◆ Material provided
.....
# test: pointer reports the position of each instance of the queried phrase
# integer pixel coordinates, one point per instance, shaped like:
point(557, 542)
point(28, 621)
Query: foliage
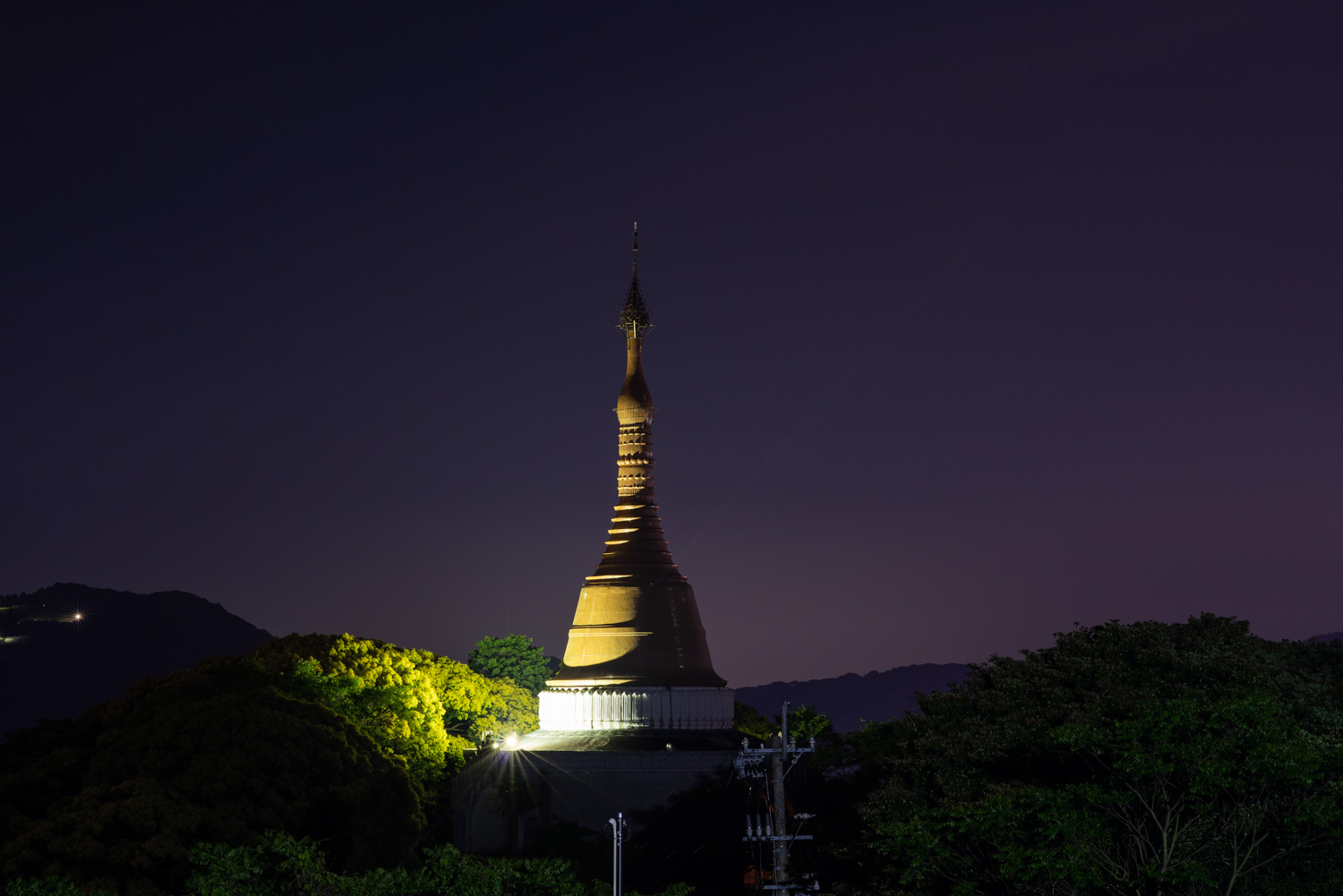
point(217, 753)
point(281, 866)
point(1146, 758)
point(510, 657)
point(806, 723)
point(419, 707)
point(48, 885)
point(749, 721)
.....
◆ What you need to do
Scan the data above. Return every line with "instance" in it.

◆ Final answer
# test: pointer reports the position of each instance of the queried phrase
# integer pixel coordinates, one point per instance, shaped like:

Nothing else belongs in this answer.